**WHAT IS EXPECTED:** The first line of the entries through the line bearing "--hole-rule=even-odd": copy these lines exactly and return nothing else.

**Records from a collection:**
^^^^^^^^
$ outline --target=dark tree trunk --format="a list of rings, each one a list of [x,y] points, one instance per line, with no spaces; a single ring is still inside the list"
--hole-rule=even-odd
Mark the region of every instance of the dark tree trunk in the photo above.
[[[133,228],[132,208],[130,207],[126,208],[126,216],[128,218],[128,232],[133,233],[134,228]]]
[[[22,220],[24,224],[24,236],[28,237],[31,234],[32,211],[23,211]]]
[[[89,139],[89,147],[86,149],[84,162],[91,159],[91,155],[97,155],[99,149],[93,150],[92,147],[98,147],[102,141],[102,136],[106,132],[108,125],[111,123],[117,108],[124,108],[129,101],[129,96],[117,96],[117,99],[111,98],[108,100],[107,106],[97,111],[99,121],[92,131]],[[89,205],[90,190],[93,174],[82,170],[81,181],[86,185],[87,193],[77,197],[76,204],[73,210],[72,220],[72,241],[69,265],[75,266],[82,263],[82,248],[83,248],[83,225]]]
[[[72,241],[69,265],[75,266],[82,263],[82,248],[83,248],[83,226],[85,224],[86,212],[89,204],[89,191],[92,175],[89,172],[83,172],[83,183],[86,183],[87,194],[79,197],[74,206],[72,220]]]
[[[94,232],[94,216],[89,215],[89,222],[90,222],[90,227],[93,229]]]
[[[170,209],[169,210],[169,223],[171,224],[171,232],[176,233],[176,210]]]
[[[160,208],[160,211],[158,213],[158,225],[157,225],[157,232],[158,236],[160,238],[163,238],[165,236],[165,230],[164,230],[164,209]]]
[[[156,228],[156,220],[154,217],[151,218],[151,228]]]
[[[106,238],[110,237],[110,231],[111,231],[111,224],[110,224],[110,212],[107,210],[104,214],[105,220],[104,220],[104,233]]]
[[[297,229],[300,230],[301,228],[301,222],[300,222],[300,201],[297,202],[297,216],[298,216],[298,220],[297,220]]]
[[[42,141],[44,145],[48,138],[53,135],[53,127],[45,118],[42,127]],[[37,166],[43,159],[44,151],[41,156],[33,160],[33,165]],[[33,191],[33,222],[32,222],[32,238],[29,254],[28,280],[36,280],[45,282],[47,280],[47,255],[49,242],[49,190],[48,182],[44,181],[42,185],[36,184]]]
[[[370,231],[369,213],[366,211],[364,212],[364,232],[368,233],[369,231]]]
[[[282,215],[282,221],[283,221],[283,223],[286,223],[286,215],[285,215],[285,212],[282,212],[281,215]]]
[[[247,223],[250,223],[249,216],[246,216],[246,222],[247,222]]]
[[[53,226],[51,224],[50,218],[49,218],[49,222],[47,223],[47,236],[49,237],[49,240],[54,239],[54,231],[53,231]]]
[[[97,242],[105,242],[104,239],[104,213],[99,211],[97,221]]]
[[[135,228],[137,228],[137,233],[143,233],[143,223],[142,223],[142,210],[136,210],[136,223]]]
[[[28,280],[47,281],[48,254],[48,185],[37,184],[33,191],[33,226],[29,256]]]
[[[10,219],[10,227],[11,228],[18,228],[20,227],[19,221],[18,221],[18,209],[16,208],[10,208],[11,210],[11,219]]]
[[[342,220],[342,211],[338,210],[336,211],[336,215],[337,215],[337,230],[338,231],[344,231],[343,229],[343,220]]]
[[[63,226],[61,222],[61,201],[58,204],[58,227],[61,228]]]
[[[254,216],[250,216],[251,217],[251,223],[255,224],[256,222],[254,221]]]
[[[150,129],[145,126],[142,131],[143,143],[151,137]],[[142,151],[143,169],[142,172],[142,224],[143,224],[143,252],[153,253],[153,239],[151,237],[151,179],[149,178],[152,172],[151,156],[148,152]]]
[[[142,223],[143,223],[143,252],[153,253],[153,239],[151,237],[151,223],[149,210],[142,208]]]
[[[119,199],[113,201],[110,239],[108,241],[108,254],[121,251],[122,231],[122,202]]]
^^^^^^^^
**SOLUTION TO THIS PROBLEM:**
$ outline --target=dark tree trunk --format="a list of rings, each one a list of [x,y] points, one instance per line, with no spaces; a single ring is still inside the list"
--hole-rule=even-odd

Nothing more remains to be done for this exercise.